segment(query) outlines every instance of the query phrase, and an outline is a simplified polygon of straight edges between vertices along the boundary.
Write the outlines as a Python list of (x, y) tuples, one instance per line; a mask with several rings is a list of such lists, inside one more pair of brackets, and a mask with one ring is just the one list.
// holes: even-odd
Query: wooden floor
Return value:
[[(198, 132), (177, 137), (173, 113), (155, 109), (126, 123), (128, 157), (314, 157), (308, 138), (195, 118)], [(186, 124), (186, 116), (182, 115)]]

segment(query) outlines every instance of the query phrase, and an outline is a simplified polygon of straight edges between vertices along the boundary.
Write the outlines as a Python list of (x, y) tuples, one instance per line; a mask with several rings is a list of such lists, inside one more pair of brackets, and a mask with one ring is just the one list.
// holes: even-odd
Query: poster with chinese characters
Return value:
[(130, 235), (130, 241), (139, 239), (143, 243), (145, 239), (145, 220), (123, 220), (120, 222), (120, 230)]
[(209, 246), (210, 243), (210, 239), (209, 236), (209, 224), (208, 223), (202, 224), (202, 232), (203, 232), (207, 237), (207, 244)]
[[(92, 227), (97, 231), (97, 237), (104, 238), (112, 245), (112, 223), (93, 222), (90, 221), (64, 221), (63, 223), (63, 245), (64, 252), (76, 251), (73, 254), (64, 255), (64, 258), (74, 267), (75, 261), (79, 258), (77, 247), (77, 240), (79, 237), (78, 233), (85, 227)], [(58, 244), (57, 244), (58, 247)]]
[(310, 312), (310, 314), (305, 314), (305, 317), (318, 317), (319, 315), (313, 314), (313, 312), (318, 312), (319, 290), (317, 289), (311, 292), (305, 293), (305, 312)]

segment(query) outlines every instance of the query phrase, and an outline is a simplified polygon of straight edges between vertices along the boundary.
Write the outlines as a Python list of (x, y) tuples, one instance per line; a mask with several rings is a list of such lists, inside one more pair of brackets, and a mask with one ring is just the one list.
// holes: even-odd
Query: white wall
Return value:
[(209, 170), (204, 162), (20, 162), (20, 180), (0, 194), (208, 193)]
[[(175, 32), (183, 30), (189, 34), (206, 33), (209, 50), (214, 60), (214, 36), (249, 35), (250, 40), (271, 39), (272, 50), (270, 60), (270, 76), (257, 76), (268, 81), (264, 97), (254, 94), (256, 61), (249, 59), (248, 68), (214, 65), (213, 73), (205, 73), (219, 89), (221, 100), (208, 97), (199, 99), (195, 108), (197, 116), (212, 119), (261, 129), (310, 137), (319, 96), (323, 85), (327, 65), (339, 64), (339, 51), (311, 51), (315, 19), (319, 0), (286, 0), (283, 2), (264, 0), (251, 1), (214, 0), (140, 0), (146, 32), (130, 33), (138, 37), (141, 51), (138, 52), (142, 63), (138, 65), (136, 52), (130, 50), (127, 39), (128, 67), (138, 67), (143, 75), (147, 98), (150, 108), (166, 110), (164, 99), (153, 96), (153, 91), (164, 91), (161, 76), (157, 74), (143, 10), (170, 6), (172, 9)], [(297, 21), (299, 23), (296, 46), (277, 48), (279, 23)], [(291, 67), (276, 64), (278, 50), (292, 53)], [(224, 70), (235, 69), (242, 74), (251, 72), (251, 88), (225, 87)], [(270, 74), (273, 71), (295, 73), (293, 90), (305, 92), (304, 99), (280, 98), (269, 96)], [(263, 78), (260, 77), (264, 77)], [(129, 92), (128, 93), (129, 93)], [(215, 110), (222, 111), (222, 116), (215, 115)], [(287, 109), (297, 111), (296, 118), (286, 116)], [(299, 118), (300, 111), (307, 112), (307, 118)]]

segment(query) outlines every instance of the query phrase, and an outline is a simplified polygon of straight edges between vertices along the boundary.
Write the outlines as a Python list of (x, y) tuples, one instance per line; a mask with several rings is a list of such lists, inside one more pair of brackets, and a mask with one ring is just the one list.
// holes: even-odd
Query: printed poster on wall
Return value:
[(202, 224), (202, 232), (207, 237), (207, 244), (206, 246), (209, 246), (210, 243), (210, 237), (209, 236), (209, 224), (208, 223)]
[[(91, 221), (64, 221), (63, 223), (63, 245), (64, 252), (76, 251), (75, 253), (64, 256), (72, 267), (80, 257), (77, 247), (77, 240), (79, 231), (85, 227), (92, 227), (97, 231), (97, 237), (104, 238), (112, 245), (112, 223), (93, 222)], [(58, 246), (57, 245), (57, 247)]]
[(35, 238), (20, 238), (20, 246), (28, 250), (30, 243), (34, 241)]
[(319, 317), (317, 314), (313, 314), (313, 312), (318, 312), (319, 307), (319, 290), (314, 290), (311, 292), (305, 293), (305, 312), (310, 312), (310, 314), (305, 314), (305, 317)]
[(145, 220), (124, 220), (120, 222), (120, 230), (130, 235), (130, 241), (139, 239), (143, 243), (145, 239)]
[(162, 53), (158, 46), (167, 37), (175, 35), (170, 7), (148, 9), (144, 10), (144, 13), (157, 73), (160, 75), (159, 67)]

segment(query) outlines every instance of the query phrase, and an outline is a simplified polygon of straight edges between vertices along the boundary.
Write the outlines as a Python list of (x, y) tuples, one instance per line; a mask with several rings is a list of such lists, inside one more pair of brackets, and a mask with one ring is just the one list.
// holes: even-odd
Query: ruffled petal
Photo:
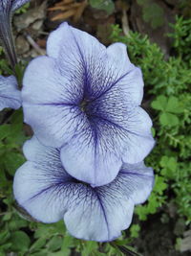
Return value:
[(24, 121), (46, 146), (60, 148), (86, 126), (86, 117), (76, 106), (23, 103)]
[(101, 186), (114, 180), (122, 165), (120, 151), (115, 151), (114, 144), (106, 134), (86, 127), (61, 148), (60, 158), (72, 176), (94, 187)]
[(21, 95), (15, 77), (0, 76), (0, 110), (5, 107), (17, 109), (21, 106)]
[(66, 201), (59, 193), (71, 177), (62, 168), (59, 151), (41, 145), (33, 137), (25, 144), (24, 152), (30, 161), (14, 175), (13, 193), (17, 202), (37, 221), (61, 220)]
[[(37, 68), (36, 68), (37, 67)], [(30, 62), (24, 78), (24, 104), (75, 105), (83, 95), (83, 81), (69, 81), (62, 76), (59, 63), (48, 57), (38, 57)]]
[(142, 161), (155, 146), (151, 133), (152, 121), (141, 107), (138, 106), (127, 114), (127, 147), (123, 162), (135, 164)]
[(63, 22), (58, 29), (52, 32), (47, 41), (48, 56), (59, 58), (61, 55), (66, 65), (73, 66), (79, 60), (86, 61), (93, 55), (99, 56), (105, 49), (96, 37), (69, 26), (67, 22)]
[(30, 161), (16, 172), (16, 200), (40, 221), (63, 218), (69, 232), (79, 239), (105, 242), (120, 236), (131, 223), (134, 205), (152, 190), (153, 171), (143, 163), (124, 165), (113, 182), (93, 188), (69, 176), (58, 150), (32, 138), (24, 151)]

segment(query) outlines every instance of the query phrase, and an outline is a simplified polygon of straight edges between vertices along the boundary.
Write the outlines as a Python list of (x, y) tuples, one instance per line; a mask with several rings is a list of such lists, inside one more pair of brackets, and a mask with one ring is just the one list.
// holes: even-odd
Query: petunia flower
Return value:
[(11, 17), (13, 12), (30, 0), (0, 0), (0, 43), (12, 67), (15, 66), (16, 54), (11, 35)]
[(154, 146), (152, 122), (139, 106), (142, 74), (126, 46), (106, 48), (63, 23), (24, 75), (25, 122), (46, 146), (60, 148), (66, 171), (100, 186), (122, 163), (138, 163)]
[(21, 106), (21, 92), (15, 77), (0, 76), (0, 110), (5, 107), (17, 109)]
[(94, 188), (71, 176), (59, 150), (42, 146), (35, 137), (25, 143), (24, 153), (28, 161), (13, 181), (18, 204), (42, 222), (63, 219), (79, 239), (104, 242), (120, 236), (132, 221), (135, 204), (144, 202), (153, 187), (153, 170), (143, 162), (124, 164), (114, 181)]

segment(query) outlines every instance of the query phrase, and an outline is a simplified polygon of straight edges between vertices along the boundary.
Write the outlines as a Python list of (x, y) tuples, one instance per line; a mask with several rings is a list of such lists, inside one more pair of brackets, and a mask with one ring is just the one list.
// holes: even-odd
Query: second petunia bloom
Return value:
[(65, 170), (100, 186), (123, 163), (142, 161), (154, 146), (152, 122), (139, 106), (142, 74), (126, 46), (106, 48), (63, 23), (51, 34), (47, 55), (25, 72), (24, 117), (42, 144), (60, 149)]
[(23, 150), (27, 162), (13, 182), (18, 204), (42, 222), (63, 219), (79, 239), (106, 242), (120, 236), (132, 221), (134, 206), (144, 202), (153, 188), (153, 170), (143, 162), (123, 165), (113, 182), (93, 188), (67, 174), (58, 149), (32, 137)]

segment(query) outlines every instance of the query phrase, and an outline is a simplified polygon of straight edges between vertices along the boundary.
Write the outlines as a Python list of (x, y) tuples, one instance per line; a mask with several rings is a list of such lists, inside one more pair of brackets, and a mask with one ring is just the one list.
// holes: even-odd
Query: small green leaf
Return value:
[(151, 106), (154, 109), (164, 111), (167, 105), (167, 98), (163, 95), (159, 96), (155, 101), (152, 102)]
[(179, 124), (179, 118), (171, 113), (161, 113), (159, 115), (159, 122), (162, 126), (174, 127)]
[(61, 248), (63, 239), (61, 237), (55, 236), (53, 237), (49, 243), (47, 244), (47, 246), (49, 247), (50, 251), (55, 251)]
[(105, 11), (108, 14), (112, 14), (115, 11), (112, 0), (90, 0), (90, 5), (95, 9)]
[(29, 236), (23, 231), (15, 231), (11, 237), (11, 249), (15, 251), (27, 251), (31, 241)]
[(6, 170), (13, 175), (16, 170), (25, 162), (25, 157), (18, 152), (8, 152), (4, 157)]

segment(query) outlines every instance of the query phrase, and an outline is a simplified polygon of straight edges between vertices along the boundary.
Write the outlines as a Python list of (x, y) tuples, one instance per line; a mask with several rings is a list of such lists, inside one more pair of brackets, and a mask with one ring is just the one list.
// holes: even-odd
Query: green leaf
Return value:
[(36, 240), (32, 245), (31, 246), (30, 250), (32, 252), (37, 251), (40, 248), (42, 248), (46, 244), (46, 239), (45, 238), (39, 238), (38, 240)]
[(140, 231), (140, 226), (138, 224), (133, 224), (130, 228), (130, 233), (132, 238), (138, 238)]
[(10, 133), (11, 133), (11, 126), (10, 125), (1, 125), (0, 126), (0, 140), (7, 138)]
[(171, 113), (161, 113), (159, 115), (159, 122), (162, 126), (174, 127), (179, 125), (179, 118)]
[(167, 105), (167, 98), (163, 95), (159, 96), (155, 101), (152, 102), (151, 106), (154, 109), (165, 111)]
[(95, 9), (105, 11), (108, 14), (112, 14), (115, 11), (112, 0), (90, 0), (90, 5)]
[(183, 108), (180, 106), (178, 98), (170, 97), (166, 105), (166, 111), (171, 113), (181, 113)]
[(156, 175), (155, 177), (155, 186), (153, 191), (162, 195), (163, 191), (167, 188), (167, 184), (164, 181), (162, 176)]
[(82, 256), (87, 256), (87, 255), (90, 255), (91, 252), (95, 251), (95, 250), (97, 250), (97, 243), (96, 242), (94, 242), (94, 241), (88, 241), (84, 244), (84, 248), (81, 252), (81, 255)]
[(18, 152), (8, 152), (4, 157), (6, 170), (11, 175), (14, 175), (16, 170), (25, 162), (25, 157)]
[(49, 243), (47, 244), (47, 246), (49, 247), (50, 251), (55, 251), (61, 248), (63, 239), (61, 237), (55, 236), (52, 238)]
[(15, 231), (11, 237), (11, 249), (15, 251), (27, 251), (31, 241), (29, 236), (23, 231)]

## What the task asks
Count the lines in the entries above that contain the string "petunia". Case matters, so reply with the number alone.

## Solution to the exercise
2